## WORK TO BE COMPLETED
Print every item below word for word, leaving the pictures out.

## RAW RECORDS

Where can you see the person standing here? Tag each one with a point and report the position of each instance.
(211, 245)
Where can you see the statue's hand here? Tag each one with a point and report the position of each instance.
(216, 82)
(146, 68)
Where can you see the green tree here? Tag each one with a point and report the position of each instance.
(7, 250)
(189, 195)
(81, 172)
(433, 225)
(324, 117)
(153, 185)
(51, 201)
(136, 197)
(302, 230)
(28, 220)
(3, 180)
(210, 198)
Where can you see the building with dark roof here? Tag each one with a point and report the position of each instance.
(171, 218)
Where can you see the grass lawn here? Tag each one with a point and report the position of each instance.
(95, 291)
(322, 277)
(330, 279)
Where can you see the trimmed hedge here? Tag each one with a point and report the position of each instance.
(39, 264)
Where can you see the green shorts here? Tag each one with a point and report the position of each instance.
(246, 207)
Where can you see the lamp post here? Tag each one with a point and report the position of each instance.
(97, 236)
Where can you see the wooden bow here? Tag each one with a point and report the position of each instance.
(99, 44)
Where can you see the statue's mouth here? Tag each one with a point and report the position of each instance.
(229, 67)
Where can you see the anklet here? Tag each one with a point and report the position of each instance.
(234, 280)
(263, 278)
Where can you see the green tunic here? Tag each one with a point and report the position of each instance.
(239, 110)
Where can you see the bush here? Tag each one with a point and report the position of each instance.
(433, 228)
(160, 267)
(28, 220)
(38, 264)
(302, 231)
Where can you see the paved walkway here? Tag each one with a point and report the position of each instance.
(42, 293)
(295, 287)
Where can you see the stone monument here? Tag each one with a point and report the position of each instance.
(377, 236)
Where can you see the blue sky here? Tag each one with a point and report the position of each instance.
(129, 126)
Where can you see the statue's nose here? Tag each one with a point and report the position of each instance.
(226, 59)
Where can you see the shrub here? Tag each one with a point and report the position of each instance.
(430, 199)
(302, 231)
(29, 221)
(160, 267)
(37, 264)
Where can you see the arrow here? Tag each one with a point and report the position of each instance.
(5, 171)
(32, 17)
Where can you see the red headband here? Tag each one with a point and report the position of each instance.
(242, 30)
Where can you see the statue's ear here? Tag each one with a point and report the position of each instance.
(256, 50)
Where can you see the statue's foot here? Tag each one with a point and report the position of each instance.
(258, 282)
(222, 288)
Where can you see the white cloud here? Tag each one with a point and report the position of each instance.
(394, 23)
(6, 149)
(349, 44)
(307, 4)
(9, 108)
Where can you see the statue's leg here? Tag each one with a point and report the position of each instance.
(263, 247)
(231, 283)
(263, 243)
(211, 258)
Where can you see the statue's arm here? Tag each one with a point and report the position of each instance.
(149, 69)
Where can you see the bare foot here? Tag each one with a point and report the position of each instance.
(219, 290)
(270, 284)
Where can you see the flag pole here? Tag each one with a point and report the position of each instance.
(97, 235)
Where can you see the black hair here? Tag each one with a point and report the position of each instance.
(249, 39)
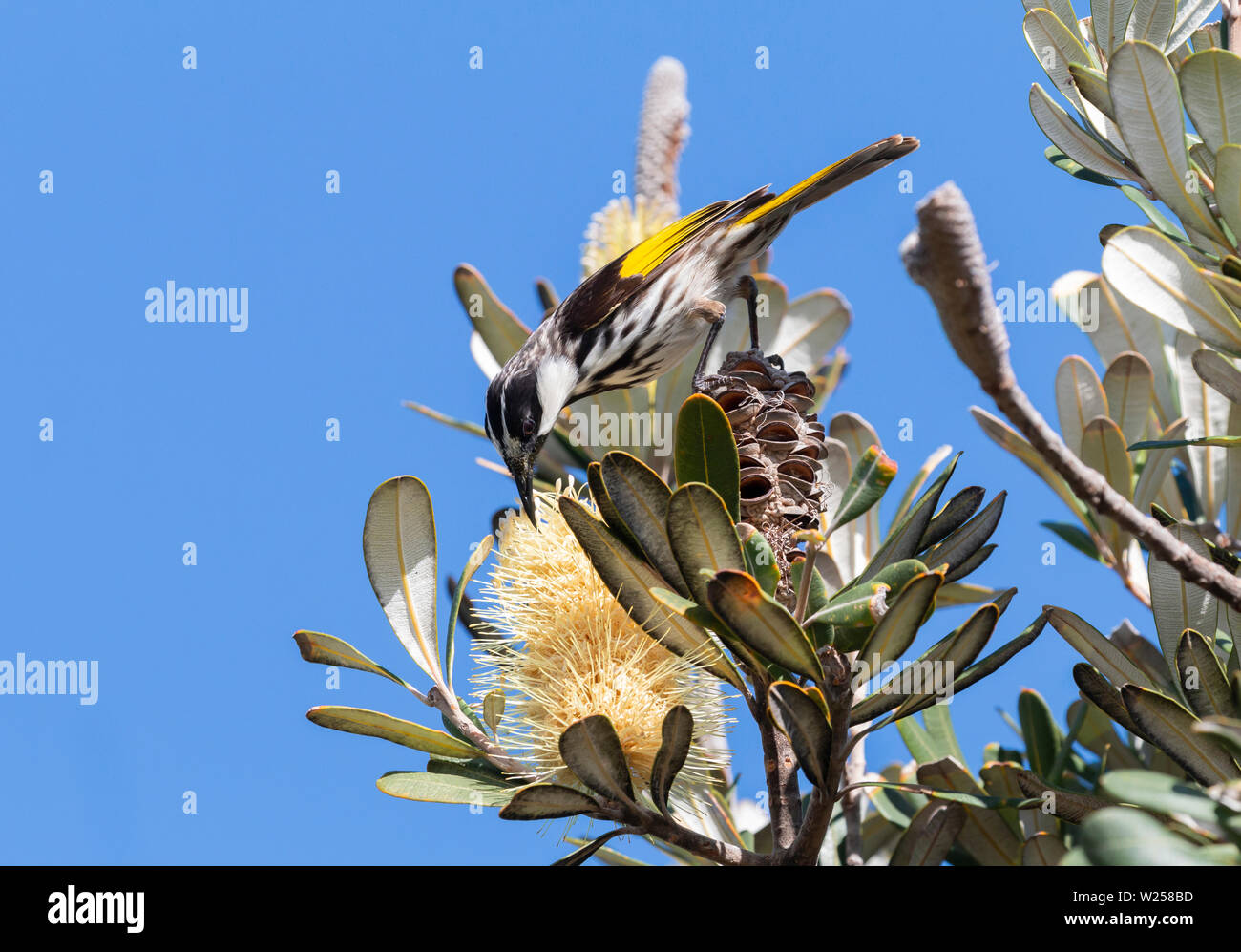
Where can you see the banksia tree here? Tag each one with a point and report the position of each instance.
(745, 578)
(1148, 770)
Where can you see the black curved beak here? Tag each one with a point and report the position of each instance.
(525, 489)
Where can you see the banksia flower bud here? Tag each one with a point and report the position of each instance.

## SOLVED PROBLEM
Where can you see the person standing here? Tag each one with a point and report the position of each instance.
(211, 245)
Where can you see the statue's hand here? Tag each one with a point and report the position of each instance.
(216, 82)
(146, 68)
Where can you see the green tree here? Tag each one with a point and report the position of each instance.
(7, 250)
(189, 195)
(81, 172)
(433, 225)
(324, 117)
(153, 185)
(51, 201)
(136, 197)
(302, 230)
(28, 220)
(3, 180)
(210, 198)
Where can you see the building with dark roof here? Tag each one with a point and report the position of each instance.
(171, 218)
Where can you see the grass lawn here? Tag each one with a point and report the position of each instance.
(95, 291)
(322, 277)
(330, 279)
Where can you see the trimmed hedge here? Tag each one with a point and report the position of each instance.
(39, 264)
Where can you see the green shorts here? Tag each one with a point and report the position of each instance.
(246, 207)
Where can you see the lamp post here? Tag each one with a point and report the position of each instance.
(97, 236)
Where can you see the wooden bow here? Tag each one with a point and report the position of each instance.
(99, 44)
Where can you see the statue's mouth here? Tag each one with a point and report the position of each instance.
(229, 67)
Where can you see the anklet here? Tag each one with a point and report the position of each instance.
(234, 280)
(263, 278)
Where can you see the green tunic here? Tag each one with a point and report the position of each instance.
(239, 110)
Where can you see the bush here? Tag each one with a point and report the position of each instance.
(433, 228)
(160, 267)
(28, 220)
(38, 264)
(302, 231)
Where can you see the paved walkway here? Tag each one with a point and report the position of each instance.
(42, 293)
(295, 287)
Where can you see the stone monument here? Tag each one with a point and report the position of each instance.
(377, 236)
Where can you see the blue sky here? Tag each one with a point and report the position of each instance.
(129, 126)
Where can you see the statue's nose here? Tag each one with a point and report the position of each instance.
(226, 59)
Where can you see the shrub here? Tag each one with a point and report the position of each instance.
(430, 199)
(302, 231)
(29, 221)
(160, 267)
(37, 264)
Where can you see the arrow here? Tag each one with a point and report the position of each instance.
(5, 171)
(32, 17)
Where can you see the red headband here? Tag each one with a point and report the position of each instance.
(242, 30)
Where can you see the statue's ear here? Tag each one with a point and report the position of each instance.
(256, 50)
Where can you see the statue's foot here? Tag each one with a point and report the position of each instance.
(258, 282)
(222, 288)
Where can you see the white cloud here? Tag each one with a point and report the position of each instance.
(394, 23)
(6, 149)
(349, 44)
(307, 4)
(9, 108)
Where can you see the statue's leg here? Tag each one with a point and report the position of each instance.
(263, 247)
(231, 283)
(263, 243)
(211, 258)
Where can you see the statue's arm here? Tag each one with a point and report the position of each instance.
(149, 69)
Where can you see the bare foot here? Tag each one with a point and report the position of each instance.
(219, 290)
(270, 284)
Where can you see the flag pole here? Tag each one with a point and report the position of each instance.
(97, 235)
Where can you see the black hair here? Tag each one with a point and report the position of each instance.
(249, 39)
Where can you see the banksia tree here? Tag each one with a point and report the position of each instance.
(745, 578)
(1148, 770)
Where can you see the black curved beak here? Tag each one with a point and report the position of each instance.
(525, 489)
Where can you see the banksia flower bud here? Tag each one with a point and report the position of each instance.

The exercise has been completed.